#### Recorded data

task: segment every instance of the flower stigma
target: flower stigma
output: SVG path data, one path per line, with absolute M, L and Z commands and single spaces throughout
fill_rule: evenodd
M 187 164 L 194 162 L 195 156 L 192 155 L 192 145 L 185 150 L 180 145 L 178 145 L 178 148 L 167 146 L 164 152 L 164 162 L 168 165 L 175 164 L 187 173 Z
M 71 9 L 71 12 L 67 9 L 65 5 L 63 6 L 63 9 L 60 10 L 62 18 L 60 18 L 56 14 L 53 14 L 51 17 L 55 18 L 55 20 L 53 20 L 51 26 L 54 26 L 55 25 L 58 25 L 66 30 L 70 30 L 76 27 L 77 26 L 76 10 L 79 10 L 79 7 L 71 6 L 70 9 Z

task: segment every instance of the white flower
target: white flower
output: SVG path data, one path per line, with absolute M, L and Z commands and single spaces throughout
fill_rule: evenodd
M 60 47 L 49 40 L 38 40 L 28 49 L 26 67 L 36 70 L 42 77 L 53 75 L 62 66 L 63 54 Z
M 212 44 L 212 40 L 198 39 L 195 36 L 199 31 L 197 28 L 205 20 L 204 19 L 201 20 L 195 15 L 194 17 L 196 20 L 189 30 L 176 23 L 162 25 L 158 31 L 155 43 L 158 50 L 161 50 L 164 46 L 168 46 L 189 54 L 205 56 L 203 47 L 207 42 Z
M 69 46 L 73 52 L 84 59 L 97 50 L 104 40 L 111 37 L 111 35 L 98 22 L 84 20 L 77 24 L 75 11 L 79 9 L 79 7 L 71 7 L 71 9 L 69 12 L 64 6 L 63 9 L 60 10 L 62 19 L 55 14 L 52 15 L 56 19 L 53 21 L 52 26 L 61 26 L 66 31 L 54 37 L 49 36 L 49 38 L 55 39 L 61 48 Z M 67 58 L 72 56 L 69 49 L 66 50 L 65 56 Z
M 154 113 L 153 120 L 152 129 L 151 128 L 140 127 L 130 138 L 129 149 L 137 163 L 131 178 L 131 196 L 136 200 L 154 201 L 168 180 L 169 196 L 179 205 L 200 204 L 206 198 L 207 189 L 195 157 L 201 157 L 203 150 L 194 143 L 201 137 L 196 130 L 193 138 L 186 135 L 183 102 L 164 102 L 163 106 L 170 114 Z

########
#### Recorded data

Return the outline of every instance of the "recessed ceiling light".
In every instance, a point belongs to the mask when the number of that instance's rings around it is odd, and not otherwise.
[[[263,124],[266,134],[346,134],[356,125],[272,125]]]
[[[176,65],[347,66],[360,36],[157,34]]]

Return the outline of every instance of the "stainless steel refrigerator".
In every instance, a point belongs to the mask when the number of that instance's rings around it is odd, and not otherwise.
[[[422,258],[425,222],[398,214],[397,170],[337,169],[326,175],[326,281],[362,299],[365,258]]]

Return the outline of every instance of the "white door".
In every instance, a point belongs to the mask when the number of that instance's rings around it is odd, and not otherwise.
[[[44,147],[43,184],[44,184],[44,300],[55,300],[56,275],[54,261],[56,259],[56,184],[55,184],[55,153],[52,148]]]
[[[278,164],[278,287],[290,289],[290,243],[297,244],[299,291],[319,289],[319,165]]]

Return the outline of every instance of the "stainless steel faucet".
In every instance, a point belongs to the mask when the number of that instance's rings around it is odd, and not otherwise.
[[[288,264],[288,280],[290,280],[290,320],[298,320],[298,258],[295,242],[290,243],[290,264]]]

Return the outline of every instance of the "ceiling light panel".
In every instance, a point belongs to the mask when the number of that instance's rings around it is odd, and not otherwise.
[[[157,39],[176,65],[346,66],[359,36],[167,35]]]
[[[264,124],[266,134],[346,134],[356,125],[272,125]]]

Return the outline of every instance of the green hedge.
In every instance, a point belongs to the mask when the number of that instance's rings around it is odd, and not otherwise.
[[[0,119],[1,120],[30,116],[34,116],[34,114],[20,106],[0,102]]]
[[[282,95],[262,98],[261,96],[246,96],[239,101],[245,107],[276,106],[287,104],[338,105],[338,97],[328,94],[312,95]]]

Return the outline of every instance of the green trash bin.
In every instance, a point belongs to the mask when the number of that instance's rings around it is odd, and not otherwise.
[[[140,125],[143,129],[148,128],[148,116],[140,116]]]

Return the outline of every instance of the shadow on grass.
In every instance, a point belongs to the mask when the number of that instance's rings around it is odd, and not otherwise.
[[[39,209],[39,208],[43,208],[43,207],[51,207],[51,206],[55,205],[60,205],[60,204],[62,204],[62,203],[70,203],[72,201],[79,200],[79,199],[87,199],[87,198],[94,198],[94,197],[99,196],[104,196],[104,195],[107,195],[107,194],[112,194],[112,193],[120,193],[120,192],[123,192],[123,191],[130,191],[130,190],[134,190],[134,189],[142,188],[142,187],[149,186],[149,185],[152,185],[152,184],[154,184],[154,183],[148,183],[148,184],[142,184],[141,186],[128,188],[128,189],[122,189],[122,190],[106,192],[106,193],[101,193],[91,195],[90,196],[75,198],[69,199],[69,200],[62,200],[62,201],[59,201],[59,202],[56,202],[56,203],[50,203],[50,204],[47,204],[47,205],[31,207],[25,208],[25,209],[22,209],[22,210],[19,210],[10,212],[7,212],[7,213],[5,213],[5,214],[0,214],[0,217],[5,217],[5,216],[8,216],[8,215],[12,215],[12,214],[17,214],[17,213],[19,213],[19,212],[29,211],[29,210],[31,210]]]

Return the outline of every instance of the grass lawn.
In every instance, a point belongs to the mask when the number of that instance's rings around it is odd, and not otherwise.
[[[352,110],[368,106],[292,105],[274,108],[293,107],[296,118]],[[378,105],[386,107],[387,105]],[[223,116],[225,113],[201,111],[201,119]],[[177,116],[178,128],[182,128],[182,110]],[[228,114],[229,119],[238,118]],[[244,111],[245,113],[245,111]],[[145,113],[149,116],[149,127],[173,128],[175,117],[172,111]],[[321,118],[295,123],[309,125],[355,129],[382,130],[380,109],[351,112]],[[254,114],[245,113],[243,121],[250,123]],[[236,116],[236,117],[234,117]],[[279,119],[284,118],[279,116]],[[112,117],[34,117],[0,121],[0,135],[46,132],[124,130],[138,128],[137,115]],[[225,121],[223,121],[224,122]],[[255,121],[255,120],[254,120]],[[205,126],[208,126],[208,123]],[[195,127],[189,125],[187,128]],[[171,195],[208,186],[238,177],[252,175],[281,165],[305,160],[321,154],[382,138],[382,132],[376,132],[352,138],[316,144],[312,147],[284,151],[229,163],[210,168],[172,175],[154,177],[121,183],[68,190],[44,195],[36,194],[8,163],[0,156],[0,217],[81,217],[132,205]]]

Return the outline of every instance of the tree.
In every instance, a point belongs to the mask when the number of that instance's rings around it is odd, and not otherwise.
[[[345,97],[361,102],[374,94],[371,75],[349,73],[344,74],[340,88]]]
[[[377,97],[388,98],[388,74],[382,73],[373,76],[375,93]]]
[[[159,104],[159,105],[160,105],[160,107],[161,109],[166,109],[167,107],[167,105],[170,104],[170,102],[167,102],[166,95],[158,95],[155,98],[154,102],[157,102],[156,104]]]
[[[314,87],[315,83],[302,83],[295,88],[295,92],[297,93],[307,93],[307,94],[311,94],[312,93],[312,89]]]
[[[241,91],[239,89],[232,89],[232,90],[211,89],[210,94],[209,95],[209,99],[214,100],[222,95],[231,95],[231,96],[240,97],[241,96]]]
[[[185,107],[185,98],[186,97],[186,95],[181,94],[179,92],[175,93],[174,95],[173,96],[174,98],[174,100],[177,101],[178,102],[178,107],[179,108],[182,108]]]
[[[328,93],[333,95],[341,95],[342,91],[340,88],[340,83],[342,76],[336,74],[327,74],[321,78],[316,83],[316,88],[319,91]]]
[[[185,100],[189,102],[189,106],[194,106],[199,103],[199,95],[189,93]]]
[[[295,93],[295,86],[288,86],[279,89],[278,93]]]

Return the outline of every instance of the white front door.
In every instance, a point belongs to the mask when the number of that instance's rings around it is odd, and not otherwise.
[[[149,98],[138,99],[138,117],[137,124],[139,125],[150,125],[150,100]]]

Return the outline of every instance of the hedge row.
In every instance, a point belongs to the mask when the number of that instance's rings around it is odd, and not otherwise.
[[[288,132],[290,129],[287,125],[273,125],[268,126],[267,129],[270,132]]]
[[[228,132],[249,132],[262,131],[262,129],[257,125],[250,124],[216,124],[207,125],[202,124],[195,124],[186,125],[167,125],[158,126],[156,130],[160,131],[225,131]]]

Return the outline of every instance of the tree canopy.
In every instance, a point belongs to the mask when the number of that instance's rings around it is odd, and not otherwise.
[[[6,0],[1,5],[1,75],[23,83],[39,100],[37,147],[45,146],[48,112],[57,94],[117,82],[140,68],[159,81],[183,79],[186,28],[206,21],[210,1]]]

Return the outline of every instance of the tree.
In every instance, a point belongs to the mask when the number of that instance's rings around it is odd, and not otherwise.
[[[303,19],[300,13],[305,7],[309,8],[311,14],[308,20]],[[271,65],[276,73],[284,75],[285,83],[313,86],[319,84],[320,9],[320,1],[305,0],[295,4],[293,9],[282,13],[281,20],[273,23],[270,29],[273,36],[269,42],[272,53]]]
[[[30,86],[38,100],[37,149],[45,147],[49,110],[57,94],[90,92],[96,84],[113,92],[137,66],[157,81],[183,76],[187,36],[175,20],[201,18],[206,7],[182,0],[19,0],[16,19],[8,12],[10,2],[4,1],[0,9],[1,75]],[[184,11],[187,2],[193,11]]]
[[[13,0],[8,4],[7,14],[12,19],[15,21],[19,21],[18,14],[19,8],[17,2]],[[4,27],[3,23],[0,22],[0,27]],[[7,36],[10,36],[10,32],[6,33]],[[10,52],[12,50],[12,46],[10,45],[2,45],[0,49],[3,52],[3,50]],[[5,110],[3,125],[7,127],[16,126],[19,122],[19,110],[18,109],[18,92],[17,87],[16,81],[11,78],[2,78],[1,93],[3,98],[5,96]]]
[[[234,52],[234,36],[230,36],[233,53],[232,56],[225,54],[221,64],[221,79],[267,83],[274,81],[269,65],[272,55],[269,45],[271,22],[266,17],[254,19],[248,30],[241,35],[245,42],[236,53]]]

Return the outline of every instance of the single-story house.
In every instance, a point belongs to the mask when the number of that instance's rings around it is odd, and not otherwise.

########

Written exercise → Copy every line from the entries above that contains the string "hedge". The match is case-sensitive.

Response →
Return the outline of every instance of the green hedge.
Return the outline of every instance of the hedge row.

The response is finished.